### EXERCISE INSTRUCTIONS
Reproduce the rows verbatim, starting at the line that contains "banner shown in this photo, matching this sample?" and ending at the line that contains "point(664, 116)", with both of those lines included.

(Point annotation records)
◆ ◆ ◆ ◆

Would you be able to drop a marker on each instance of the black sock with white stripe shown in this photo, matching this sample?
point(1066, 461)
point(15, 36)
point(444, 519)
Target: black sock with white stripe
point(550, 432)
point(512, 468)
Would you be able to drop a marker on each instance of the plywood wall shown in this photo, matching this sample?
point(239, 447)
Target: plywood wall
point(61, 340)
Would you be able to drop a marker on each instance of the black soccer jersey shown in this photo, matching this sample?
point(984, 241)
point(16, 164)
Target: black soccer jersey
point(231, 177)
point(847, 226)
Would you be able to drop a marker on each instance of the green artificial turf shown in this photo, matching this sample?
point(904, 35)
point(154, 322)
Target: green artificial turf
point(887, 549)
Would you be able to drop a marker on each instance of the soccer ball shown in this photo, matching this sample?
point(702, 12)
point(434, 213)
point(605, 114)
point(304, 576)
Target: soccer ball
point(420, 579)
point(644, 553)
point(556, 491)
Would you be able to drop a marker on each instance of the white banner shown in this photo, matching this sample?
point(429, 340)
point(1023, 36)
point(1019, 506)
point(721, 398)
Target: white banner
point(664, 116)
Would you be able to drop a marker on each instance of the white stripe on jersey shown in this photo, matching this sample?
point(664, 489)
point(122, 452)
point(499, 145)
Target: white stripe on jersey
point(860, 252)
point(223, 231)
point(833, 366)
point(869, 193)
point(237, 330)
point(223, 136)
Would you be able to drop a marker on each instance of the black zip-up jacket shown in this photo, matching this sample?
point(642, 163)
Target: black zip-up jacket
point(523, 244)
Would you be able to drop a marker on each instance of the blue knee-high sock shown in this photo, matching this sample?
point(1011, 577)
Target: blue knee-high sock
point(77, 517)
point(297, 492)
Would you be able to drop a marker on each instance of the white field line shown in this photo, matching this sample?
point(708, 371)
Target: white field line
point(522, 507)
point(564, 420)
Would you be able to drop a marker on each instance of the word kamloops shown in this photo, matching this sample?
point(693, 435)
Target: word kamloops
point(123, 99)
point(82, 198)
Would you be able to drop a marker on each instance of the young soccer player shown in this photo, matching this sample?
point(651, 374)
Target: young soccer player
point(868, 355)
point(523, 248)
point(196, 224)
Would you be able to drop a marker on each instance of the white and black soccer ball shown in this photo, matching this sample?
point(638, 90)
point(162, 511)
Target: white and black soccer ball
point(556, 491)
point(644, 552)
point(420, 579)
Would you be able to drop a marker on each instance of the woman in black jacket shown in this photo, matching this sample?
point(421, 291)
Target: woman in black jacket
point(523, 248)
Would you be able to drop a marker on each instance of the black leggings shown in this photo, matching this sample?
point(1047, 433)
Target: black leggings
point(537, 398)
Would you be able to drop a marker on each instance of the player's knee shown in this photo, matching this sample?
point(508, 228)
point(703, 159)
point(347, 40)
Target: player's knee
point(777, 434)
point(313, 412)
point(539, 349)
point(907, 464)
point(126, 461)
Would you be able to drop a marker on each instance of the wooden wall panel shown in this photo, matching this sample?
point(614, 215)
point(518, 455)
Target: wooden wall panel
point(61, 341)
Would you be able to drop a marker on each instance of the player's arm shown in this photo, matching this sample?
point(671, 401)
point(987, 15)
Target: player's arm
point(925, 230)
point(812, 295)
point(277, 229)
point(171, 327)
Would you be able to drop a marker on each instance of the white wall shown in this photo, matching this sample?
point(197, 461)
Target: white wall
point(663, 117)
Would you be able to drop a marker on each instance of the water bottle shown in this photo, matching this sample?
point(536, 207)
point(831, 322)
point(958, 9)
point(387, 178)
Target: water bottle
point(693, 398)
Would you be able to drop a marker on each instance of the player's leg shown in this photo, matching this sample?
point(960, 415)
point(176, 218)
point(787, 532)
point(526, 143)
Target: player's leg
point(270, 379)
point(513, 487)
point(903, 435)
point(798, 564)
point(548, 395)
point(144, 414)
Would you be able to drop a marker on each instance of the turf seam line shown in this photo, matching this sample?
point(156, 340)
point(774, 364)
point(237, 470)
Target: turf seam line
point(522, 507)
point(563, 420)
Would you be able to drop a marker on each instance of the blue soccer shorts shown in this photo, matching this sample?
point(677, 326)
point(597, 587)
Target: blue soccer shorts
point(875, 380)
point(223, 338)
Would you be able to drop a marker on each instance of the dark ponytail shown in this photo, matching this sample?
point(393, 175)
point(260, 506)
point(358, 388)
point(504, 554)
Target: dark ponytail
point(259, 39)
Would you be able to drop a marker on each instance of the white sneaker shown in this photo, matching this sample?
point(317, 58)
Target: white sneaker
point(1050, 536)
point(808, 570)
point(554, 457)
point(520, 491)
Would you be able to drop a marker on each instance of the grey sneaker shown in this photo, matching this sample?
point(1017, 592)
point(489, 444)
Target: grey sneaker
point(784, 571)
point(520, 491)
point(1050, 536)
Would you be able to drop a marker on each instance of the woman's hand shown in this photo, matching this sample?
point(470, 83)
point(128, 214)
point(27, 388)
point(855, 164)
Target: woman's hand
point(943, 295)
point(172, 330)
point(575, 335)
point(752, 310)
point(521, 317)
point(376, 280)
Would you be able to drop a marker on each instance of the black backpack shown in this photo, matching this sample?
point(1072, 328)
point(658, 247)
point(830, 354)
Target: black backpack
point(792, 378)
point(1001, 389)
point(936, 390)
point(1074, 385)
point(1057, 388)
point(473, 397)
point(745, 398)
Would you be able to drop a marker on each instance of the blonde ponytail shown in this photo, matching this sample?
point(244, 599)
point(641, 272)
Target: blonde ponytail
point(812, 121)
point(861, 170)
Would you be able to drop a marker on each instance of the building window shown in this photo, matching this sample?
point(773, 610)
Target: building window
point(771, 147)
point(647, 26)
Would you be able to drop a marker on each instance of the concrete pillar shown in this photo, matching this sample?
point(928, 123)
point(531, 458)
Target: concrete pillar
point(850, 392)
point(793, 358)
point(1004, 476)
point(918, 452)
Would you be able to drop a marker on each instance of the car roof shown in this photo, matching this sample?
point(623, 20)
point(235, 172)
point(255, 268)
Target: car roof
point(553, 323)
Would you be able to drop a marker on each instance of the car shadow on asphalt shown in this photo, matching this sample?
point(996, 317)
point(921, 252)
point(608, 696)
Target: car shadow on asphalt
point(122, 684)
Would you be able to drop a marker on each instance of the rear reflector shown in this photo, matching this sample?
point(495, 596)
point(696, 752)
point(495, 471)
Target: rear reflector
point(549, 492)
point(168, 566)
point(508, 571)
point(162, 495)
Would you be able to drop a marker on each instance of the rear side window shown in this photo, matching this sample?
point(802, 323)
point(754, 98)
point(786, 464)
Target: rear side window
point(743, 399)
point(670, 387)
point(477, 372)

◆ ◆ ◆ ◆

### TASK ANSWER
Would you be able to drop a marker on each instance of the white banner shown in this photo, matching this sample?
point(429, 340)
point(1023, 36)
point(1019, 506)
point(721, 398)
Target: white banner
point(664, 116)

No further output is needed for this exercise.